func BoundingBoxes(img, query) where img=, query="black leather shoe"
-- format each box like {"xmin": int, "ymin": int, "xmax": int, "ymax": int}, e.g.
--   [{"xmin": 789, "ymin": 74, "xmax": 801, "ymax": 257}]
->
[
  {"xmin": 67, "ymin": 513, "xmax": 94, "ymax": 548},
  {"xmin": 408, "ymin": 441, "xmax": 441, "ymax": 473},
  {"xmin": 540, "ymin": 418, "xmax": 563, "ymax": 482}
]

== Task requirements ==
Render every line of the items above as a numbered list, leaving out any blank lines.

== Result of the exercise ==
1. func BoundingBoxes(img, query) where img=, query="black leather shoe"
2. -- format each box like {"xmin": int, "ymin": int, "xmax": int, "ymax": int}, e.g.
3. --   [{"xmin": 789, "ymin": 74, "xmax": 801, "ymax": 257}]
4. ->
5. [
6.   {"xmin": 67, "ymin": 513, "xmax": 94, "ymax": 548},
7.   {"xmin": 408, "ymin": 441, "xmax": 441, "ymax": 473},
8.   {"xmin": 540, "ymin": 418, "xmax": 563, "ymax": 482}
9. ]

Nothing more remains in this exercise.